[[ PROVIDED MATERIAL open ]]
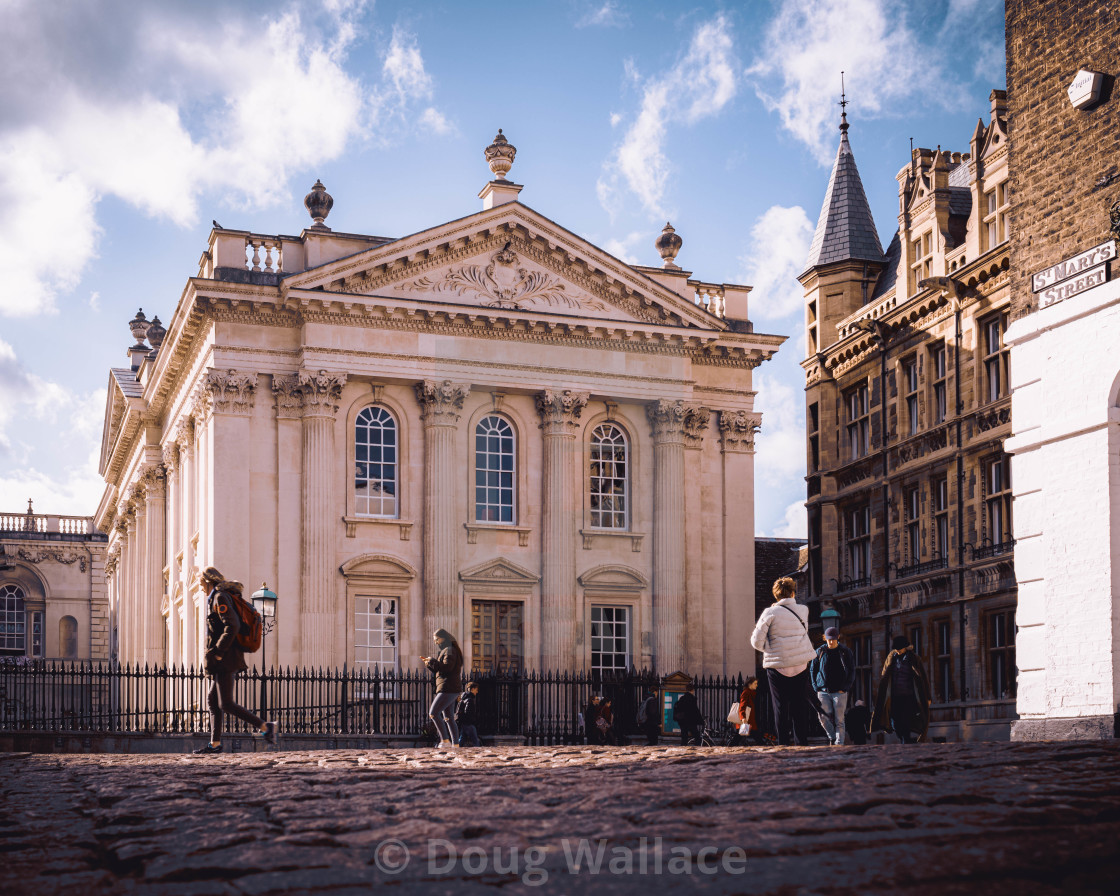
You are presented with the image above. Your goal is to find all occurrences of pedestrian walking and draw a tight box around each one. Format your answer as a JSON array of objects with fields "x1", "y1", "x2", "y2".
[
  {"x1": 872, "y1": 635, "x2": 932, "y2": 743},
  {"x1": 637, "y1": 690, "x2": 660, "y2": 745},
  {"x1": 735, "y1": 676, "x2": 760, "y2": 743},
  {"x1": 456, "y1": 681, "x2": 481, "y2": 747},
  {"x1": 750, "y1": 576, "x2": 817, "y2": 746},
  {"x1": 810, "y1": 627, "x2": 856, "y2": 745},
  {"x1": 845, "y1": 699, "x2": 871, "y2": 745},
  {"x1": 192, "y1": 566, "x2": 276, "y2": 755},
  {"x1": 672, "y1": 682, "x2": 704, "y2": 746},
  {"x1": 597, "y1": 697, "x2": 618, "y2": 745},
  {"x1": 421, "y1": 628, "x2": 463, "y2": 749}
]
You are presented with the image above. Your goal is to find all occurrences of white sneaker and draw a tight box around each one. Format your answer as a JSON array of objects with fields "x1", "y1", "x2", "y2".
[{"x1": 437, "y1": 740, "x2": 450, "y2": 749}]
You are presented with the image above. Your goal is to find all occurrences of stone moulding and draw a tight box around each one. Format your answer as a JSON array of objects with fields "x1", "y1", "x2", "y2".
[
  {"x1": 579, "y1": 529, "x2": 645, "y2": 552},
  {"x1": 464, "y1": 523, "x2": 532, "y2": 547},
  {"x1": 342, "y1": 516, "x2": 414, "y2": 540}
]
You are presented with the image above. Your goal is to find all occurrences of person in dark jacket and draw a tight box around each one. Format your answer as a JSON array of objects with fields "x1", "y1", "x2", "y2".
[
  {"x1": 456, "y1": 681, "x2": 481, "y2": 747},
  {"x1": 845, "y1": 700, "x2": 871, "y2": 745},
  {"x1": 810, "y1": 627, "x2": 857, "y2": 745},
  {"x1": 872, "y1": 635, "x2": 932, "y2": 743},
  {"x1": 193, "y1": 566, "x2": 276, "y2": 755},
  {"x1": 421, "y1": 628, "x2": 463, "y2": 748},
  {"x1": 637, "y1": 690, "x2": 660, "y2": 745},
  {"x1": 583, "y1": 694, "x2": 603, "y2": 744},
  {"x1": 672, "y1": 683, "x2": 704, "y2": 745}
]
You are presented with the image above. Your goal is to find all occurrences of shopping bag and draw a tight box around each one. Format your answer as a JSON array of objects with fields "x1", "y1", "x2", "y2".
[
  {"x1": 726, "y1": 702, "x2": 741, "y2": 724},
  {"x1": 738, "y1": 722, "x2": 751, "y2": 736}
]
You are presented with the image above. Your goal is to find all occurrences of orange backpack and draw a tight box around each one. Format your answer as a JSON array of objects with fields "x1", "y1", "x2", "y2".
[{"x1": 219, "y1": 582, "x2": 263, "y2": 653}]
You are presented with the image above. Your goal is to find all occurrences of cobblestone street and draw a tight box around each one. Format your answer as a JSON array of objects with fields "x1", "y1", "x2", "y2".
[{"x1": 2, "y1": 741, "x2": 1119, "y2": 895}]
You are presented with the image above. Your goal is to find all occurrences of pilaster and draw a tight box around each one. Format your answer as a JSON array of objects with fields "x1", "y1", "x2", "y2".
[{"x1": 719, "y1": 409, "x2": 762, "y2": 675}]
[[ PROVIDED MATERIAL closed ]]
Give back the full listing word for word, with the pictures left out.

You are presented with the image above. Your goal is to find all occurrences of pedestrian walking and draw a tight box around each one. Format your answer as a JSON array of objects with fields "x1", "y1", "x2", "y2".
[
  {"x1": 872, "y1": 635, "x2": 932, "y2": 743},
  {"x1": 637, "y1": 690, "x2": 660, "y2": 745},
  {"x1": 735, "y1": 676, "x2": 760, "y2": 743},
  {"x1": 456, "y1": 681, "x2": 481, "y2": 747},
  {"x1": 750, "y1": 576, "x2": 817, "y2": 746},
  {"x1": 810, "y1": 627, "x2": 856, "y2": 745},
  {"x1": 845, "y1": 699, "x2": 871, "y2": 745},
  {"x1": 192, "y1": 566, "x2": 276, "y2": 755},
  {"x1": 672, "y1": 682, "x2": 704, "y2": 746},
  {"x1": 597, "y1": 697, "x2": 618, "y2": 745},
  {"x1": 421, "y1": 628, "x2": 463, "y2": 749}
]
You are presented with the image above. Your goal is to find all occurrences of white sneaker and draw a tight box around each one. Format your answer as a JSON array of objects with fields "x1", "y1", "x2", "y2".
[{"x1": 437, "y1": 740, "x2": 450, "y2": 749}]
You are presented with the image above. Your goal is to find all occurrences of stone moulding and draw a tight box around each one. Format your answer as a JSON array of objects with fields "x1", "y1", "x2", "y2".
[
  {"x1": 579, "y1": 529, "x2": 645, "y2": 552},
  {"x1": 464, "y1": 523, "x2": 532, "y2": 547},
  {"x1": 342, "y1": 516, "x2": 414, "y2": 540}
]
You are presented with the image above. Your goal is to find all occurrences of person in dark jacket and draw a tight box around each one. Format your answer as a JSON array of objects with fields "x1", "y1", "x2", "y2".
[
  {"x1": 456, "y1": 681, "x2": 481, "y2": 747},
  {"x1": 845, "y1": 700, "x2": 871, "y2": 745},
  {"x1": 810, "y1": 627, "x2": 857, "y2": 745},
  {"x1": 872, "y1": 635, "x2": 932, "y2": 743},
  {"x1": 193, "y1": 566, "x2": 276, "y2": 755},
  {"x1": 421, "y1": 628, "x2": 463, "y2": 748},
  {"x1": 637, "y1": 690, "x2": 660, "y2": 745},
  {"x1": 583, "y1": 694, "x2": 603, "y2": 744},
  {"x1": 672, "y1": 683, "x2": 704, "y2": 745}
]
You are presented with the image above. Your goal is to find all occurrences of shopping bag and draw a tight box around each one. Format your answer as a JSON array of objects with fields "x1", "y1", "x2", "y2".
[
  {"x1": 726, "y1": 702, "x2": 741, "y2": 724},
  {"x1": 738, "y1": 722, "x2": 751, "y2": 736}
]
You are presented with the image above. Your goal is to find all occurrences of orange backpack and draw a tight box around each one. Format your answer as a JSON array of objects with fields "x1", "y1", "x2", "y2".
[{"x1": 219, "y1": 582, "x2": 263, "y2": 653}]
You are presented with the image above. Your goal is to find all occurrences of cobblestone street and draw a tight box around each one. Format your answer as a JSON array of objects with fields "x1", "y1", "x2", "y2".
[{"x1": 2, "y1": 741, "x2": 1119, "y2": 895}]
You are presented with the image above. Your goal is to find all occurrences of pilaster and draw a tight box around each one. Format your answer as a JSON array of objects with fields "x1", "y1", "x2", "y2".
[{"x1": 719, "y1": 409, "x2": 762, "y2": 675}]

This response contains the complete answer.